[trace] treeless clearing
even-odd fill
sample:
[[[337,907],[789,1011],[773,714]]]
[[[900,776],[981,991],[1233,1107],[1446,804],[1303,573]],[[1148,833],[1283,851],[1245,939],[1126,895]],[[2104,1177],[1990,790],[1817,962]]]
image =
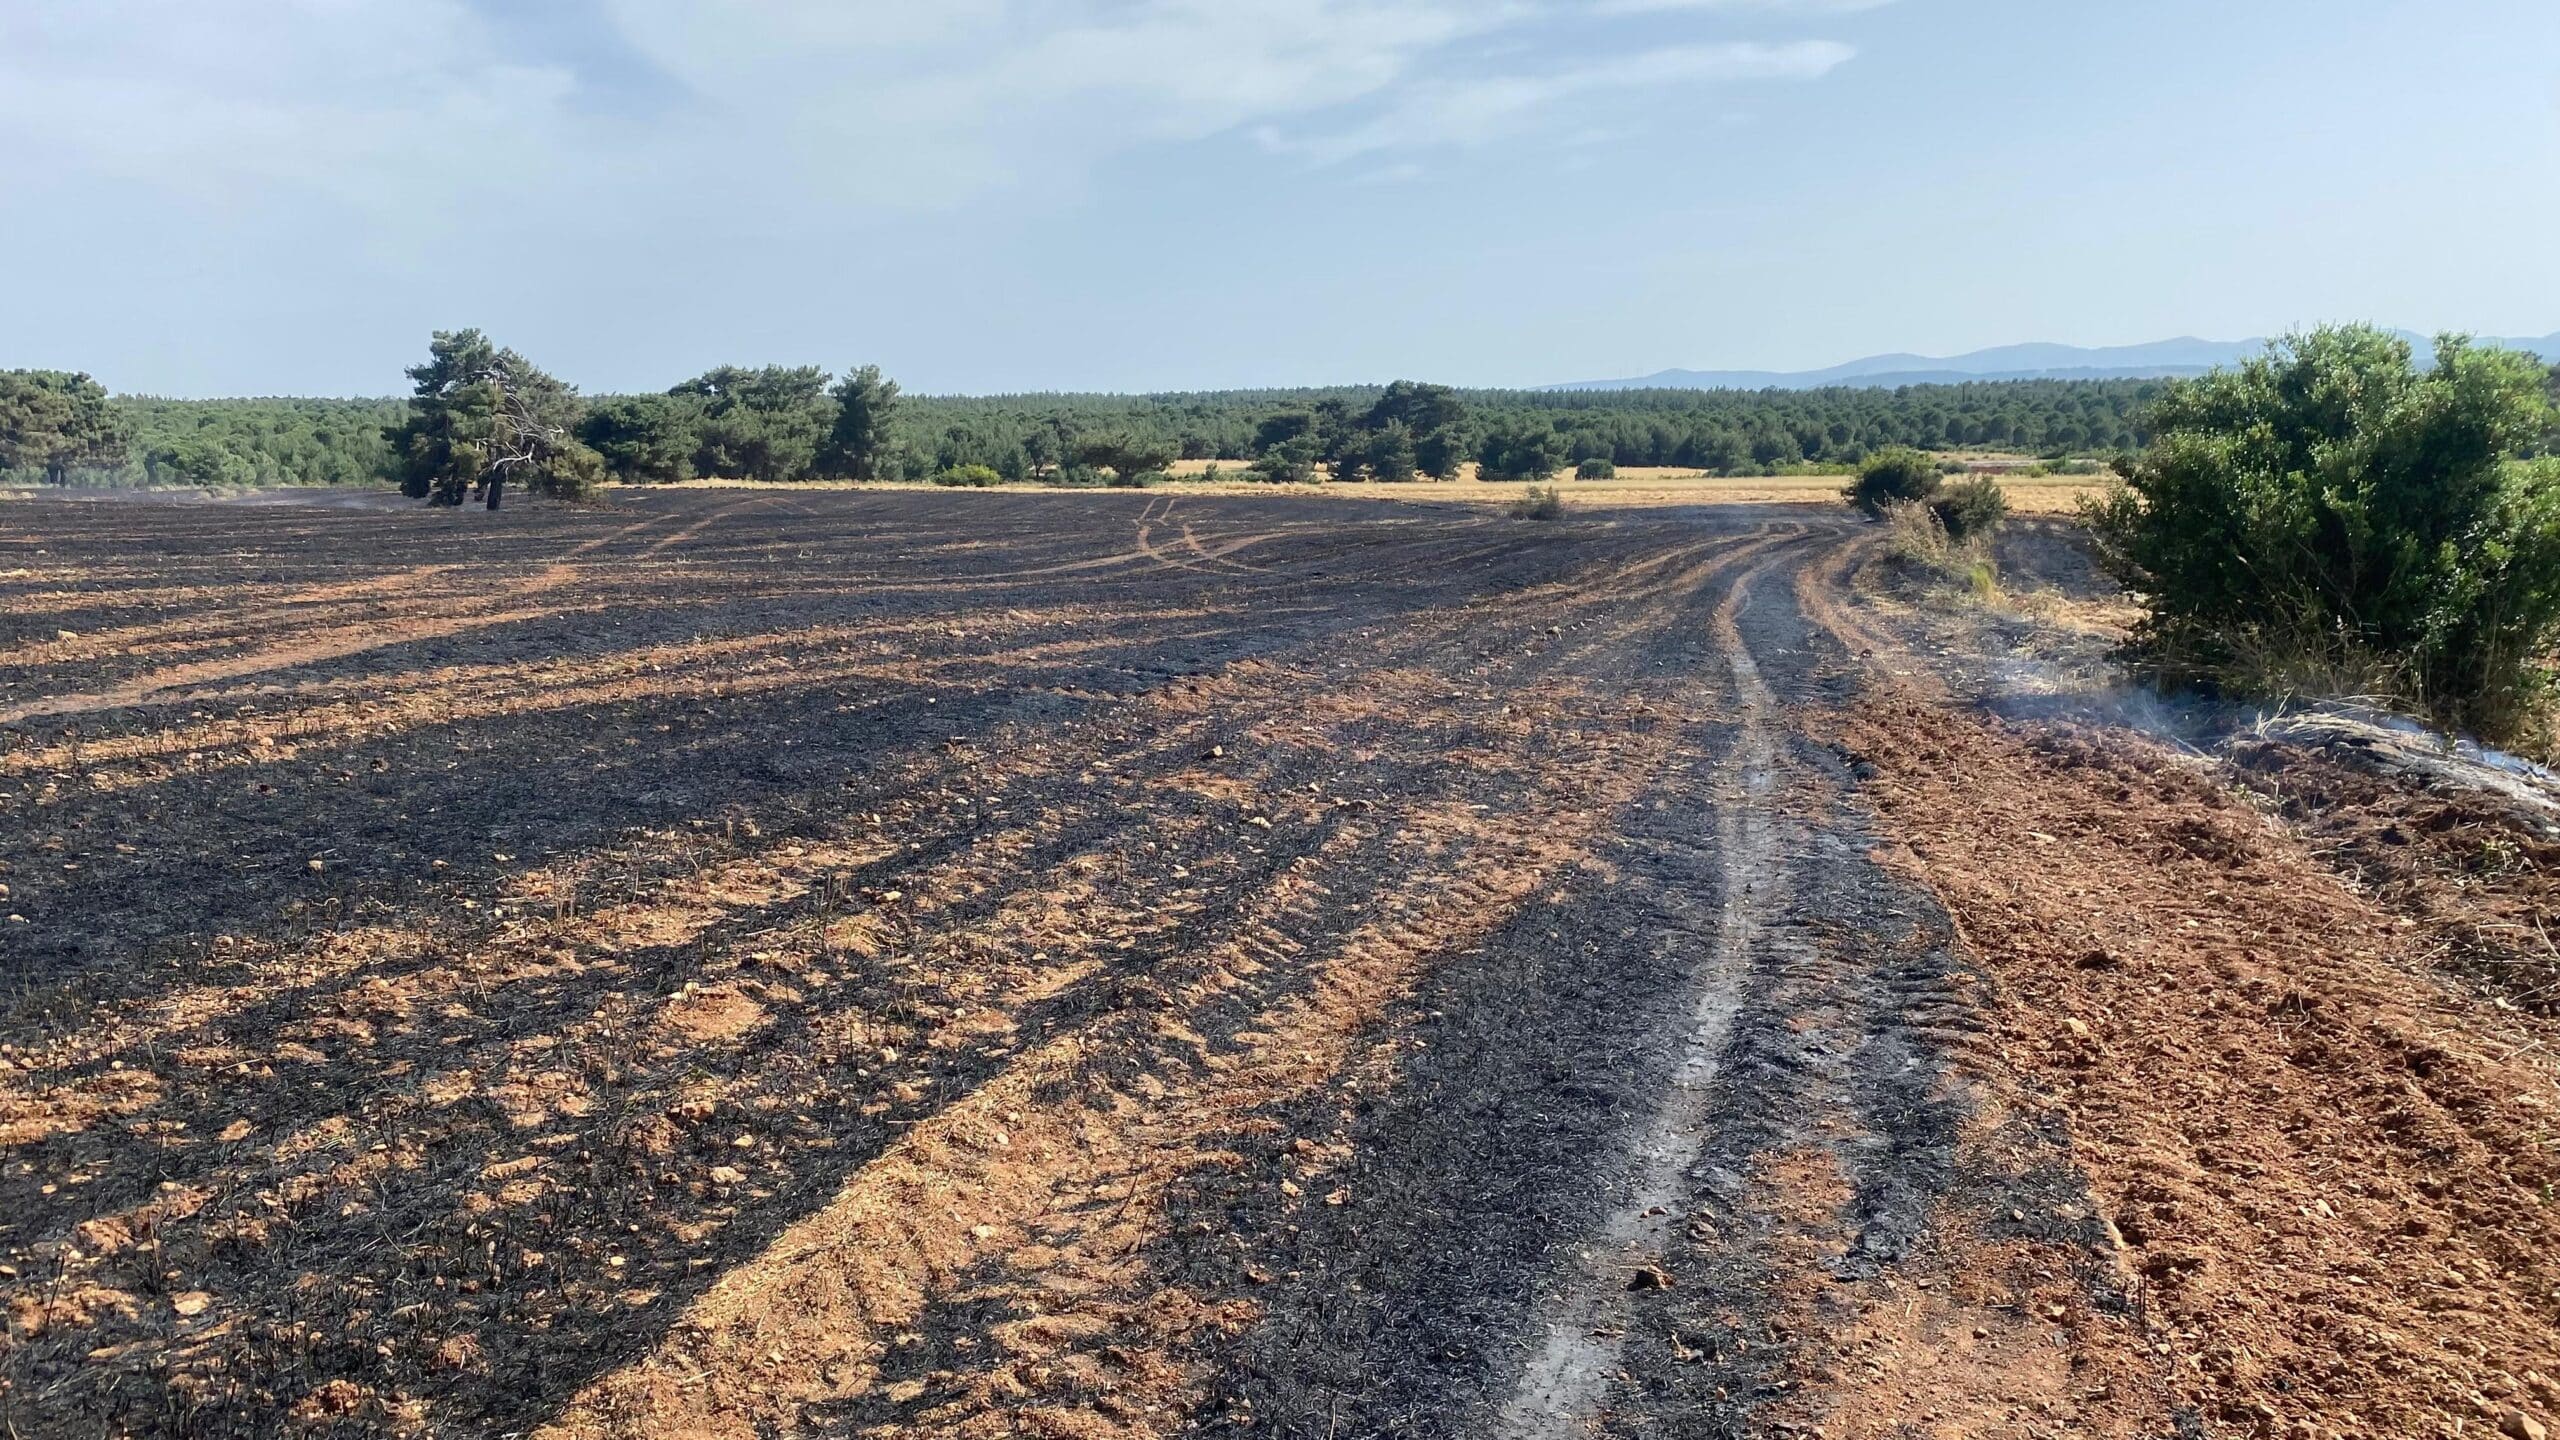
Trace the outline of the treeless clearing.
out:
[[[2547,1415],[2433,921],[1840,507],[1360,503],[1510,488],[0,509],[0,1421]]]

——

◆ ACTIVITY:
Search the material for the word "treeless". Each line where it is found must be copied.

◆ RESPONSE FOR THIS EXERCISE:
[trace] treeless clearing
Trace the outline of the treeless clearing.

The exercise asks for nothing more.